Aim of the task -
Every record must reappear in the answer exactly as given.

Records contained in a dataset:
--- START ---
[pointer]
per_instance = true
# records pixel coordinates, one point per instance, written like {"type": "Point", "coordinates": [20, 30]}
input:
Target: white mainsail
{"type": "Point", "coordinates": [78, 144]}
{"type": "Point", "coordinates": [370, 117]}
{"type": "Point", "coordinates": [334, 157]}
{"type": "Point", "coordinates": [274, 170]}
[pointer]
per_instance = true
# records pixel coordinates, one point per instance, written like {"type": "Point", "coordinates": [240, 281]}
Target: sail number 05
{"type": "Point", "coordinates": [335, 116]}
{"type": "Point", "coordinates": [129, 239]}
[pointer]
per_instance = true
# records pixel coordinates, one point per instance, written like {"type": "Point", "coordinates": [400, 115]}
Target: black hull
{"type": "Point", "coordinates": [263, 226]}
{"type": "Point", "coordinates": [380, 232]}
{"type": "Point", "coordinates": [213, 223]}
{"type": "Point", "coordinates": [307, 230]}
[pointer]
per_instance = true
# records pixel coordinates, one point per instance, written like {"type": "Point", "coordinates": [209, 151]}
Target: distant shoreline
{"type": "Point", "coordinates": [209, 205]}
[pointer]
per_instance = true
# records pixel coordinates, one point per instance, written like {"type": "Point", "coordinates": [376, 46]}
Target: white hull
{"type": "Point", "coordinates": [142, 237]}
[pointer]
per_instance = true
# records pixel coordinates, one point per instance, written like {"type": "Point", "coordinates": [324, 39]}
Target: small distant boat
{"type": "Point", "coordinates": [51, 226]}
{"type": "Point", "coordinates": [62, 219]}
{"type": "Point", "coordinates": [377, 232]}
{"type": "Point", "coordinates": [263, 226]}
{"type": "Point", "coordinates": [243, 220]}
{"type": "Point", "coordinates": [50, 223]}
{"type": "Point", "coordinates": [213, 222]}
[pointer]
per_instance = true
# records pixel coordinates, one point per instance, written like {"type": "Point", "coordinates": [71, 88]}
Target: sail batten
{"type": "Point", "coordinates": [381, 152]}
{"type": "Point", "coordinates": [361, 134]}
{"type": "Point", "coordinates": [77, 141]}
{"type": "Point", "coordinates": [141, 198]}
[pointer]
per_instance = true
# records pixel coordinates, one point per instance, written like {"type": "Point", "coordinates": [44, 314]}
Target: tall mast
--- END ---
Task result -
[pointer]
per_instance = true
# records pixel coordinates, one point per instance, written like {"type": "Point", "coordinates": [20, 30]}
input:
Target: white mainsail
{"type": "Point", "coordinates": [78, 144]}
{"type": "Point", "coordinates": [370, 117]}
{"type": "Point", "coordinates": [334, 157]}
{"type": "Point", "coordinates": [274, 170]}
[pointer]
per_instance = true
# records pixel coordinates, one point per instance, written like {"type": "Point", "coordinates": [240, 281]}
Target: sail number 05
{"type": "Point", "coordinates": [335, 116]}
{"type": "Point", "coordinates": [129, 239]}
[pointer]
per_instance = true
# records pixel coordinates, one point per instance, written like {"type": "Point", "coordinates": [400, 115]}
Target: black hull
{"type": "Point", "coordinates": [263, 226]}
{"type": "Point", "coordinates": [380, 232]}
{"type": "Point", "coordinates": [213, 223]}
{"type": "Point", "coordinates": [307, 230]}
[pointer]
per_instance = true
# records pixel coordinates, one point per instance, written like {"type": "Point", "coordinates": [209, 151]}
Target: distant shoreline
{"type": "Point", "coordinates": [209, 205]}
[pointer]
per_instance = true
# records pixel coordinates, one point per instance, written like {"type": "Point", "coordinates": [376, 46]}
Target: white hull
{"type": "Point", "coordinates": [142, 237]}
[pointer]
per_instance = true
# records pixel coordinates, one point per instance, written like {"type": "Point", "coordinates": [324, 39]}
Target: small distant boat
{"type": "Point", "coordinates": [51, 226]}
{"type": "Point", "coordinates": [62, 219]}
{"type": "Point", "coordinates": [377, 232]}
{"type": "Point", "coordinates": [263, 226]}
{"type": "Point", "coordinates": [243, 220]}
{"type": "Point", "coordinates": [50, 223]}
{"type": "Point", "coordinates": [213, 222]}
[pointer]
per_instance = true
# records pixel coordinates, one point per instance, written like {"type": "Point", "coordinates": [71, 88]}
Target: sail batten
{"type": "Point", "coordinates": [381, 152]}
{"type": "Point", "coordinates": [361, 134]}
{"type": "Point", "coordinates": [77, 141]}
{"type": "Point", "coordinates": [141, 198]}
[pointer]
per_instance = true
# records pixel coordinates, one point per instance, written like {"type": "Point", "coordinates": [44, 314]}
Target: tall mast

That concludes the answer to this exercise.